What to work on: When you copy the data that follows, reproduce every word exactly and leave out the images.

Extracted information:
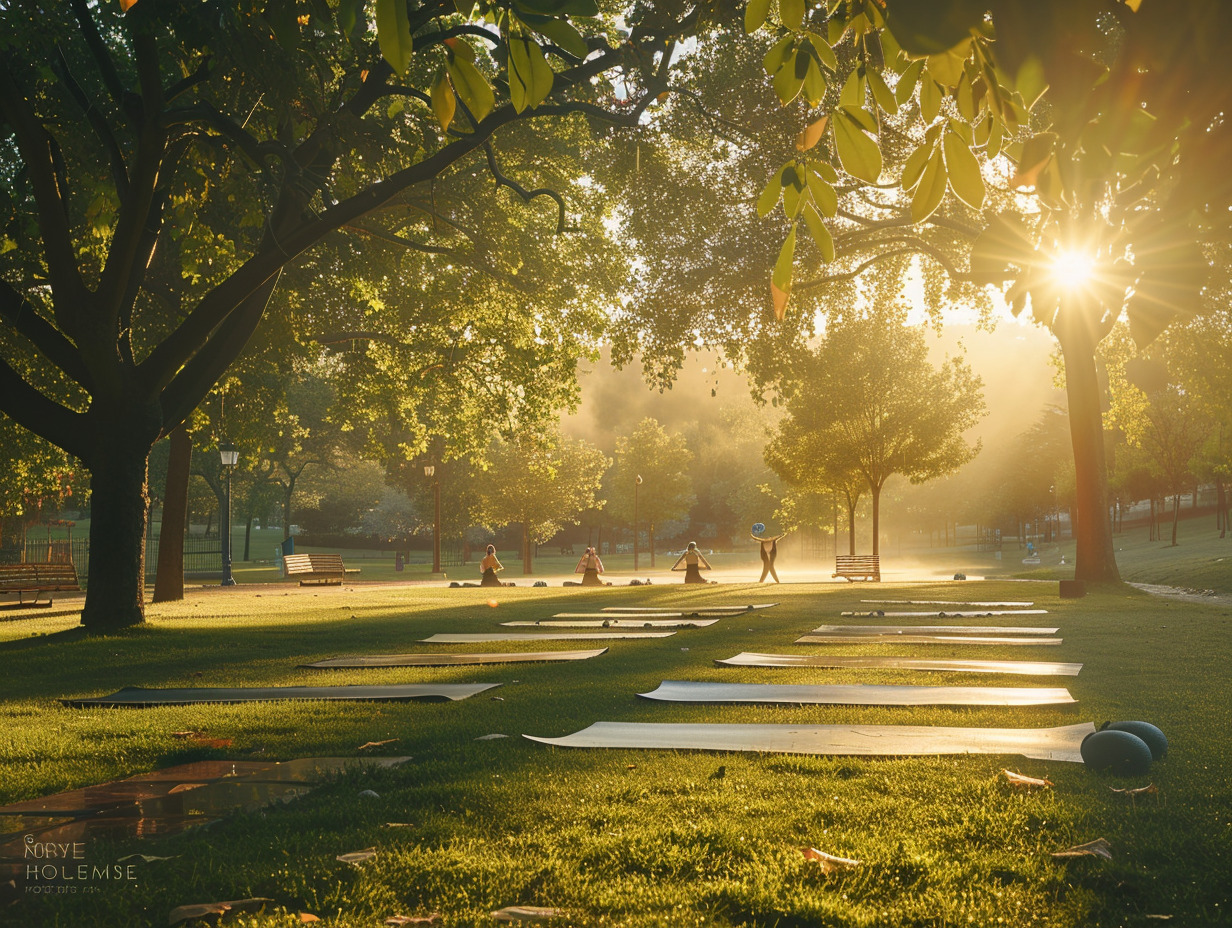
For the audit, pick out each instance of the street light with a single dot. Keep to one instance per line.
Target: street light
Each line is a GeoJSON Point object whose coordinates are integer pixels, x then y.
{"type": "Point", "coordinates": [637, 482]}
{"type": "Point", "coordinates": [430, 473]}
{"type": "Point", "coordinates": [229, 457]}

Completed task:
For the audit, pick out each instance of the street light with a single dot. Keep to one instance per line.
Target: street light
Each line is a GeoJSON Point object whose coordinates are integer pixels, x then y.
{"type": "Point", "coordinates": [637, 482]}
{"type": "Point", "coordinates": [430, 473]}
{"type": "Point", "coordinates": [229, 457]}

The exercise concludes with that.